[begin Data listing]

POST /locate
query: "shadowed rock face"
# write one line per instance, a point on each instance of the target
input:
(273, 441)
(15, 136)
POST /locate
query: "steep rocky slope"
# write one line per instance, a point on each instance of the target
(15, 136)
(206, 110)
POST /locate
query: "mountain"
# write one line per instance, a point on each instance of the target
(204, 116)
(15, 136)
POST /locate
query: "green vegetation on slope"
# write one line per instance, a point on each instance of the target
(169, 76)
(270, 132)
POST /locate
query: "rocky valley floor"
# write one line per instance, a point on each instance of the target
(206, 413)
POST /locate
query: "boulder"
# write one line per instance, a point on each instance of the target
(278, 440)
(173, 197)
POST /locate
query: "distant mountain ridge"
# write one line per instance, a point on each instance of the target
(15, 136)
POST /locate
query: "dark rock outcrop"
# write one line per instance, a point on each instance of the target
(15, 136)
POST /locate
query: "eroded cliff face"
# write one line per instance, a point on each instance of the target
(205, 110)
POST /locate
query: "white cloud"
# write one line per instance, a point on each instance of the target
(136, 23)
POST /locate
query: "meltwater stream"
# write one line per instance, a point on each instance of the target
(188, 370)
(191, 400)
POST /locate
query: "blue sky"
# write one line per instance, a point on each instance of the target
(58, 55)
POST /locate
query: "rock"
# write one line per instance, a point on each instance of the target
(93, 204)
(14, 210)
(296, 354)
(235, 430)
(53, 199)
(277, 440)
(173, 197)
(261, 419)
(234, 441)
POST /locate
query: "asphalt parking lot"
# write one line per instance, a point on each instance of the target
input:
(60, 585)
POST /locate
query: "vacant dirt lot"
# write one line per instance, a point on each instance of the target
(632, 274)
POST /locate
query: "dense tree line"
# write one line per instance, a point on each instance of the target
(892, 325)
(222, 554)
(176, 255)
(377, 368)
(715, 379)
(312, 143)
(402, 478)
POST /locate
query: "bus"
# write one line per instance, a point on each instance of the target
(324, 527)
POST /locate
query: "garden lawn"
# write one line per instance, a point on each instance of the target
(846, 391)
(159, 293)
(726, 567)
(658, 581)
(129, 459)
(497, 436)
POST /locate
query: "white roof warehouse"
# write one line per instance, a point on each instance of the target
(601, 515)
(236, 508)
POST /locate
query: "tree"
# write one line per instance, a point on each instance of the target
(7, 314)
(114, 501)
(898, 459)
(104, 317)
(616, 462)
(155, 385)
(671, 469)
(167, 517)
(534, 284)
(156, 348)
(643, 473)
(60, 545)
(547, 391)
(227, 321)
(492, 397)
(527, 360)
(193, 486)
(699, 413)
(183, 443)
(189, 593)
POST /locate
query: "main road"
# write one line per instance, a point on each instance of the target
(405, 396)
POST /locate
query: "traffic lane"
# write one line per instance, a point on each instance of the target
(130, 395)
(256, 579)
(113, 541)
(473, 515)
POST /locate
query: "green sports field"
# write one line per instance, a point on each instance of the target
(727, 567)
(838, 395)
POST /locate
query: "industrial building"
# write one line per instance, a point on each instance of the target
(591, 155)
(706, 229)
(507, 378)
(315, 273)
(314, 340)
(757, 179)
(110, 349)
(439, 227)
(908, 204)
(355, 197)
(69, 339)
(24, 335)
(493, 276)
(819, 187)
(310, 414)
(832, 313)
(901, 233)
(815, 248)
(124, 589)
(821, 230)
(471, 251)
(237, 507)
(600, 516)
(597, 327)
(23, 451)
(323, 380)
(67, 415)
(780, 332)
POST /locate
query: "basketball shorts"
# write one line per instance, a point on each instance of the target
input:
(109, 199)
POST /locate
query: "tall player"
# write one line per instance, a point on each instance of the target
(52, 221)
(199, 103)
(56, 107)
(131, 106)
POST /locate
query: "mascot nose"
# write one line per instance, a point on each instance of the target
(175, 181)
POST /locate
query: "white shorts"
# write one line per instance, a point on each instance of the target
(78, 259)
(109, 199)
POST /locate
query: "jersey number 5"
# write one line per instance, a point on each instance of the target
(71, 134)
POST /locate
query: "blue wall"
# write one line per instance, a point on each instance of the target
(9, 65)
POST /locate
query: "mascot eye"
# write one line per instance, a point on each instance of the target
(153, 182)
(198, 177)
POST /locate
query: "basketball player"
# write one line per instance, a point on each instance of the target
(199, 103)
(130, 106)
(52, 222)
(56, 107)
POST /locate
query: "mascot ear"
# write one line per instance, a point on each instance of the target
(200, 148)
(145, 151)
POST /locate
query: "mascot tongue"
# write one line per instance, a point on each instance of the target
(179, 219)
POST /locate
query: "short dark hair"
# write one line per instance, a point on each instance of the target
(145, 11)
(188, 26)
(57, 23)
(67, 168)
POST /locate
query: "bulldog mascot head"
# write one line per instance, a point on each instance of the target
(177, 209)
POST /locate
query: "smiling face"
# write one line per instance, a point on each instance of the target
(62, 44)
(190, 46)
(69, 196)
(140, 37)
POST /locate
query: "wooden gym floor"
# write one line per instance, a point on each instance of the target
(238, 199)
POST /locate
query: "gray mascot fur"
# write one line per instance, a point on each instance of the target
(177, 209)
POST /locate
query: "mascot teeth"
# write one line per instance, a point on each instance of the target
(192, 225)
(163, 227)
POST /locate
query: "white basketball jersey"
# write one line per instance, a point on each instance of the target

[end Data listing]

Goal: How many lines in the material above contain the string "dark" with matching case? Reply with the number alone.

Response: 2